Exercise brief: Present these lines as a Markdown table with the columns Position and Text, giving each nonblank line its own row and leaving out the blank lines.

begin

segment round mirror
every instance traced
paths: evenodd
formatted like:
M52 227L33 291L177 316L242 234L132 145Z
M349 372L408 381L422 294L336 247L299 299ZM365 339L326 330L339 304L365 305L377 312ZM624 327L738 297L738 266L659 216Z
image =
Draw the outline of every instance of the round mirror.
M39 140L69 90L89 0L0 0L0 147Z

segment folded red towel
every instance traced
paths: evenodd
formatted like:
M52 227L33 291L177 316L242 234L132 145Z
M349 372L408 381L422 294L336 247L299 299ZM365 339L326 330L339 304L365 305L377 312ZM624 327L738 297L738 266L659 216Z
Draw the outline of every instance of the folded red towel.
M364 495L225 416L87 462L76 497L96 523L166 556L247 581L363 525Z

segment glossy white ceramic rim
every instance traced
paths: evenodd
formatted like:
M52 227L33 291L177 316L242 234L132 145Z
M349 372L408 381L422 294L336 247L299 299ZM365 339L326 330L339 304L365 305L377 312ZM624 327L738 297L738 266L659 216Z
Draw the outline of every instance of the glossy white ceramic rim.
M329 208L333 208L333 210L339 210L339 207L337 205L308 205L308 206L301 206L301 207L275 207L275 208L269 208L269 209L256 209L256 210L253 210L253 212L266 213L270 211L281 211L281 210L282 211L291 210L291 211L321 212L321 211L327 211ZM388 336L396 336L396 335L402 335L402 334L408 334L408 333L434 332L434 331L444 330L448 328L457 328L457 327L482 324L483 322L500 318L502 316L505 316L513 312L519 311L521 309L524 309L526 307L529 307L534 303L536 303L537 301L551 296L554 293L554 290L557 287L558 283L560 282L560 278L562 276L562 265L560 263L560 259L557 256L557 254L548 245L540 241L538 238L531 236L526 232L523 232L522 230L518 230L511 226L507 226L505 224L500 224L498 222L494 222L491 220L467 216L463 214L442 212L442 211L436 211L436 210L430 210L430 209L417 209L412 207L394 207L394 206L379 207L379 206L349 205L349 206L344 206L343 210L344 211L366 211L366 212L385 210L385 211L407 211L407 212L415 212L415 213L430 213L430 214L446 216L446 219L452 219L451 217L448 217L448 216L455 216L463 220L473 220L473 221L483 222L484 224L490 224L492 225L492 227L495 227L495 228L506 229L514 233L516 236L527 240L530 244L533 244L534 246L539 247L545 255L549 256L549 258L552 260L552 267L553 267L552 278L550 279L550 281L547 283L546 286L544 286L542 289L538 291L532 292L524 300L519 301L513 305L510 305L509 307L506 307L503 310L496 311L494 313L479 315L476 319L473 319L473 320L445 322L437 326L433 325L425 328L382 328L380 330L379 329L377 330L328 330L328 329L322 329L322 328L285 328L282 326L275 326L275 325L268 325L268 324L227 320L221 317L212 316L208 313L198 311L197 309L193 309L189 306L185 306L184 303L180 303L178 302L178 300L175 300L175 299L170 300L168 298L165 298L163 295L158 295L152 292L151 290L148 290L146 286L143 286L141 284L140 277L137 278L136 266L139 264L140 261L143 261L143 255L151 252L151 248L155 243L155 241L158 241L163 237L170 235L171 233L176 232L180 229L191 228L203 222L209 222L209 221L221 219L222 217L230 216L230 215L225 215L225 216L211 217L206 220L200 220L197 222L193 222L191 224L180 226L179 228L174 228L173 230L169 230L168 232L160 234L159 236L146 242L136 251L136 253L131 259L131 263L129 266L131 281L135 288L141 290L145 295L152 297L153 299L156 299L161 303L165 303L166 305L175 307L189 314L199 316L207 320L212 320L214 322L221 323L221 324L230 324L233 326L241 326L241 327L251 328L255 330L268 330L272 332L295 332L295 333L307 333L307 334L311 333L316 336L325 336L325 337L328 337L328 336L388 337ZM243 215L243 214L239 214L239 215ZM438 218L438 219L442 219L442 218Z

end

Completed exercise:
| Position | Text |
|---|---|
| 1 | segment round mirror |
| 2 | every instance traced |
| 3 | paths: evenodd |
| 4 | formatted like: |
| 5 | M52 227L33 291L177 316L242 234L132 145Z |
| 6 | M349 372L408 381L422 294L336 247L299 299ZM365 339L326 330L339 304L365 305L377 312ZM624 327L738 297L738 266L659 216Z |
| 7 | image = |
| 8 | Draw the outline of every instance of the round mirror. |
| 9 | M39 140L69 90L89 0L0 0L0 147Z |
| 10 | segment folded red towel |
| 11 | every instance traced |
| 12 | paths: evenodd |
| 13 | formatted like: |
| 14 | M52 227L33 291L177 316L242 234L132 145Z |
| 15 | M349 372L408 381L422 294L336 247L299 299ZM365 339L326 330L339 304L365 305L377 312ZM624 327L738 297L738 266L659 216Z |
| 16 | Draw the outline of every instance of the folded red towel. |
| 17 | M364 495L225 416L87 462L76 497L96 523L166 556L247 581L363 525Z |
| 18 | segment glossy white ceramic rim |
| 19 | every instance traced |
| 20 | paths: evenodd |
| 21 | formatted like: |
| 22 | M52 227L33 291L177 316L242 234L132 145Z |
| 23 | M349 372L408 381L422 294L336 247L299 299ZM365 339L326 330L339 304L365 305L377 312ZM624 327L738 297L738 266L659 216Z |
| 24 | Draw the outline of every instance of the glossy white ceramic rim. |
| 25 | M329 208L333 208L333 210L339 210L339 207L337 205L308 205L308 206L301 206L301 207L275 207L275 208L269 208L269 209L256 209L256 210L253 210L253 212L266 213L270 211L281 211L281 210L282 211L291 210L291 211L321 212L321 211L327 211ZM388 336L396 336L396 335L402 335L402 334L408 334L408 333L434 332L434 331L444 330L448 328L457 328L457 327L482 324L483 322L500 318L502 316L505 316L513 312L519 311L521 309L524 309L526 307L529 307L534 303L536 303L537 301L551 296L554 293L554 290L557 287L558 283L560 282L560 278L562 276L562 265L560 263L560 259L557 256L557 254L548 245L540 241L538 238L531 236L526 232L523 232L522 230L518 230L511 226L507 226L505 224L500 224L498 222L494 222L491 220L467 216L463 214L442 212L442 211L436 211L436 210L430 210L430 209L417 209L412 207L394 207L394 206L379 207L379 206L349 205L349 206L344 206L343 210L344 211L366 211L366 212L385 210L385 211L407 211L407 212L415 212L415 213L430 213L430 214L446 216L446 219L452 219L451 217L448 217L448 216L455 216L463 220L473 220L473 221L483 222L484 224L490 224L492 225L492 227L495 227L495 228L506 229L514 233L516 236L527 240L530 244L533 244L534 246L539 247L545 255L549 256L549 258L552 260L552 267L553 267L552 278L550 279L550 281L547 283L546 286L544 286L542 289L538 291L532 292L524 300L519 301L513 305L510 305L509 307L506 307L503 310L496 311L494 313L479 315L476 319L473 319L473 320L445 322L437 326L433 325L425 328L382 328L380 330L379 329L377 330L328 330L328 329L322 329L322 328L285 328L282 326L275 326L275 325L268 325L268 324L227 320L221 317L212 316L208 313L198 311L197 309L193 309L189 306L185 306L184 303L180 303L178 302L178 300L175 300L175 299L170 300L168 298L165 298L163 295L158 295L152 292L151 290L148 290L146 286L143 286L141 284L140 277L137 278L136 266L139 264L140 261L143 261L143 255L151 252L151 248L155 243L155 241L158 241L163 237L170 235L171 233L176 232L180 229L191 228L203 222L209 222L209 221L221 219L222 217L230 216L230 215L225 215L225 216L211 217L206 220L200 220L197 222L193 222L191 224L180 226L179 228L174 228L173 230L169 230L168 232L160 234L159 236L146 242L136 251L136 253L131 259L131 263L129 266L131 281L135 288L141 290L145 295L152 297L153 299L156 299L161 303L165 303L166 305L175 307L189 314L199 316L207 320L212 320L214 322L221 323L221 324L230 324L233 326L241 326L241 327L251 328L255 330L268 330L272 332L295 332L295 333L307 333L307 334L311 333L316 336L325 336L325 337L328 337L328 336L388 337ZM243 215L243 214L239 214L239 215ZM438 218L438 219L442 219L442 218Z |